▶ [THE REQUEST]:
Add 110 to every bounding box coordinate in the rows starting with the row that has "Our team would appreciate it if you could find the wooden" and going on through the row that has "[0,186,402,268]". Write out only those rows, each one in full, with the new numbers.

▶ [DATA SHOWN]:
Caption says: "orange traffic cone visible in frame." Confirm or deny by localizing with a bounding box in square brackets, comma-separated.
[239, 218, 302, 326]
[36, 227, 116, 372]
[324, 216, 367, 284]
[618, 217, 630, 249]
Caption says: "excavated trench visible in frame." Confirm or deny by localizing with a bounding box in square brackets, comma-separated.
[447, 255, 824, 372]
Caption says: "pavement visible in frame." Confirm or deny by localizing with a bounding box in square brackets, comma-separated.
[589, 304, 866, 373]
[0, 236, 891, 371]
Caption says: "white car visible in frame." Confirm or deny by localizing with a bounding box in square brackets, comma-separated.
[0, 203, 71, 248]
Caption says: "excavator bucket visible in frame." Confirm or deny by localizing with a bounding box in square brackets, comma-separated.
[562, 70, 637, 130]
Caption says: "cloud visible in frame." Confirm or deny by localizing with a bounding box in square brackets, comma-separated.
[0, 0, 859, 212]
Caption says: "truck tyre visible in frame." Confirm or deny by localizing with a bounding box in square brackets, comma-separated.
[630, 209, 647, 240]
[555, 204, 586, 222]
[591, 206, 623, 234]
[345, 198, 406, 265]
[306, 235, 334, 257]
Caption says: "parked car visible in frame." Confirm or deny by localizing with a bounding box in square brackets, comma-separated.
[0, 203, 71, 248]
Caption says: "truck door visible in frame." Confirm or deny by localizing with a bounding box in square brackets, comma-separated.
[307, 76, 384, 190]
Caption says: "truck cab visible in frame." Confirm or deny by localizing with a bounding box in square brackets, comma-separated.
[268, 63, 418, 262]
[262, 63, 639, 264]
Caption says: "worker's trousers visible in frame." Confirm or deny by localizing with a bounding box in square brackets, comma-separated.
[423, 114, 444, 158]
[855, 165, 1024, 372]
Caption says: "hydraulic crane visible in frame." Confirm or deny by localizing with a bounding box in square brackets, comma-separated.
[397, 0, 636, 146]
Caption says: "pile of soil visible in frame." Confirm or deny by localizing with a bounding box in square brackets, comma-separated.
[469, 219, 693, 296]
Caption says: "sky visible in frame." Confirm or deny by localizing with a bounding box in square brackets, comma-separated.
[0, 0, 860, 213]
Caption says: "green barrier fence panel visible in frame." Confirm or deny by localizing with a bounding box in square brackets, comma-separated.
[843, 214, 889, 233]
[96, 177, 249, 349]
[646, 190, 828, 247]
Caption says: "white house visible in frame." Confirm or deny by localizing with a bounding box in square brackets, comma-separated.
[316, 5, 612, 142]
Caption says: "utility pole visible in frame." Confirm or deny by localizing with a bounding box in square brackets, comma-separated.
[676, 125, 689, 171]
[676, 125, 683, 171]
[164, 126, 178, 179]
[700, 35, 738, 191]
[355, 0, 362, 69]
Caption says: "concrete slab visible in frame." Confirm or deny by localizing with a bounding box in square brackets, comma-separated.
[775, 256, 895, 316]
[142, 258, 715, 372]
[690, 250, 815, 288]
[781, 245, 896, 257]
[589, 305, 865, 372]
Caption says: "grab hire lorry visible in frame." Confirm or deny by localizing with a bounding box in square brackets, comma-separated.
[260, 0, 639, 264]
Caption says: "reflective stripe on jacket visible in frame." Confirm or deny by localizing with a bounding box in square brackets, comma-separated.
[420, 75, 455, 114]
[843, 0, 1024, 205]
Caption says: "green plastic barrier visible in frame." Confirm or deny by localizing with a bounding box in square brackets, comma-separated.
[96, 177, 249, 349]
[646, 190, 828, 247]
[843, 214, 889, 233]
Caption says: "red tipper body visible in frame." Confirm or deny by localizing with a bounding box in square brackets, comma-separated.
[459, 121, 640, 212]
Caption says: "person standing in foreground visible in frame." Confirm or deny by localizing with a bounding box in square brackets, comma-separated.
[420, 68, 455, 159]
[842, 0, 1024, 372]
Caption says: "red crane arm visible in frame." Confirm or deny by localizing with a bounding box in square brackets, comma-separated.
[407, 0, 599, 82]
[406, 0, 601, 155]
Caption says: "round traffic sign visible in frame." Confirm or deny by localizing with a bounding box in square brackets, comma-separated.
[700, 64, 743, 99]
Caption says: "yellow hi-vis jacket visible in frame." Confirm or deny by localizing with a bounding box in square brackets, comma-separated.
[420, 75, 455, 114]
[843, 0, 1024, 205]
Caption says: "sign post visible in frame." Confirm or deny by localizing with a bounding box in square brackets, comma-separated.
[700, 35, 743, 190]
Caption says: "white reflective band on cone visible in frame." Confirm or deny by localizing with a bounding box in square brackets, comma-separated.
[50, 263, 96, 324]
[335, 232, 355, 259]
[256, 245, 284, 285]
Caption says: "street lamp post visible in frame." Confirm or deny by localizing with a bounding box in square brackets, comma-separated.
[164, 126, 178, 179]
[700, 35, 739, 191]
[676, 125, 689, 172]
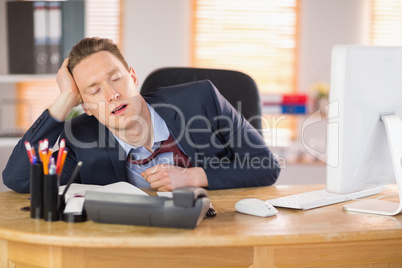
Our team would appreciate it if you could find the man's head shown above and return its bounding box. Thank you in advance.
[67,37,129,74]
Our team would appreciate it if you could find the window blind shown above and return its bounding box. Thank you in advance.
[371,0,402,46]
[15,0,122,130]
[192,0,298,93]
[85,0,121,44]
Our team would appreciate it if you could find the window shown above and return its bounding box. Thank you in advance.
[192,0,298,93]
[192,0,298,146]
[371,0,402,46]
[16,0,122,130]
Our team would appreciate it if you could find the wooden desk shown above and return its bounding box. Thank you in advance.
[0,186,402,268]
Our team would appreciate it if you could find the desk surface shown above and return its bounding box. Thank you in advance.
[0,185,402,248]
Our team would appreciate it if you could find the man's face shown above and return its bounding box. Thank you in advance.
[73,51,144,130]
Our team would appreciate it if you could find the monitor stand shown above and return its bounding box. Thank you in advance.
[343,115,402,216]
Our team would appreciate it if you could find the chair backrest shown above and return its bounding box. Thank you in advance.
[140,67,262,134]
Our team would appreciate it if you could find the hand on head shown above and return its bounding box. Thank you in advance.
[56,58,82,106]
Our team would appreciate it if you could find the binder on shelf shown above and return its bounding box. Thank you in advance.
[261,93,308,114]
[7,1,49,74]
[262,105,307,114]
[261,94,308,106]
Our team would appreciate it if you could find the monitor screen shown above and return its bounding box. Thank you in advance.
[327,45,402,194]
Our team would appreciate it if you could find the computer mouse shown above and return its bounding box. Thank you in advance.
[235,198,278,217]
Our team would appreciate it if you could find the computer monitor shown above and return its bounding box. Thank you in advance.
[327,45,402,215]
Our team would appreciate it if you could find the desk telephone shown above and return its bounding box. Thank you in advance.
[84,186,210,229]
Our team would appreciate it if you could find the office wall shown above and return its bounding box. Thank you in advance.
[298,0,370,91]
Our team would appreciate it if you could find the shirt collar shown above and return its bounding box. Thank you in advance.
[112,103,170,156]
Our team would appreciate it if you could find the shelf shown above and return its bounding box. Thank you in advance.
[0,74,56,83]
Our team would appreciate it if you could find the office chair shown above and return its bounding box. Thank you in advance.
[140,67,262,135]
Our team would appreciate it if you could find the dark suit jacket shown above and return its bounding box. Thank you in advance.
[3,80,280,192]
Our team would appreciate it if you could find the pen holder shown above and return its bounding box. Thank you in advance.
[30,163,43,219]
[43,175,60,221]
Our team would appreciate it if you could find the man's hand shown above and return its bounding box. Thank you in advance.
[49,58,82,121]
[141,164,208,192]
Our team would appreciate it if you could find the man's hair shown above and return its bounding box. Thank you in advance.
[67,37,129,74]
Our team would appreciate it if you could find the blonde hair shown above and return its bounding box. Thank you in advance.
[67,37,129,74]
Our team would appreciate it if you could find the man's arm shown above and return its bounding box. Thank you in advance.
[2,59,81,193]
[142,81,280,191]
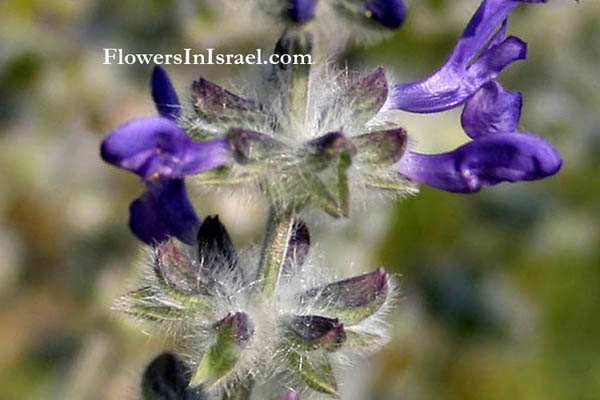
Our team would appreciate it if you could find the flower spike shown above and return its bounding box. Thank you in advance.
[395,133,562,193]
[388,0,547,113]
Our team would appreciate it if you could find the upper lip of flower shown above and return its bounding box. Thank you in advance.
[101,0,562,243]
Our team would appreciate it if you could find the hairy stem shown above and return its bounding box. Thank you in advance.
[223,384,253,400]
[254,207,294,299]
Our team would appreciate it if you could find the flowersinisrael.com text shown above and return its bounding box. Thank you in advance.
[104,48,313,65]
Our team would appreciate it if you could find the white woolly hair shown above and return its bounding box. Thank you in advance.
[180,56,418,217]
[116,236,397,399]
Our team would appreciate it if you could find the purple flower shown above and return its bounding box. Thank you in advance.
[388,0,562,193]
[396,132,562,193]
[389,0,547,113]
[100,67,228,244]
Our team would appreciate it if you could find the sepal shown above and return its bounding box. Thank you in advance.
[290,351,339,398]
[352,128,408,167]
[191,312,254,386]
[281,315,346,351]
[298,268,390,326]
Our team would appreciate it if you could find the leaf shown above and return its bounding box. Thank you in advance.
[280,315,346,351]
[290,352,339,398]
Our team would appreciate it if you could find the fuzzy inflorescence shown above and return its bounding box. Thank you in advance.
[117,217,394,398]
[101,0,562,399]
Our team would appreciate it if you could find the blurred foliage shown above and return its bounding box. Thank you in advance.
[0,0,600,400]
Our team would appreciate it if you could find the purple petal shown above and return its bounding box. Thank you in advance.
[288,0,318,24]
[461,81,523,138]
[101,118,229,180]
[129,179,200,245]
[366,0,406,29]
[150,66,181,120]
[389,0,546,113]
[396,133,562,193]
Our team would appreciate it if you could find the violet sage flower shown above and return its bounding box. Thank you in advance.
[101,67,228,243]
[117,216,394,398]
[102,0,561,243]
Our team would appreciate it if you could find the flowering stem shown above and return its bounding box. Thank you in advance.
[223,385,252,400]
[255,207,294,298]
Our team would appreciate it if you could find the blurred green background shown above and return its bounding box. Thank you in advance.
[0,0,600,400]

▶ [PROBLEM SOLUTION]:
Our team would appreciate it if you could find the wooden desk shown above and return its bounding box. Thank you in advance.
[110,296,512,378]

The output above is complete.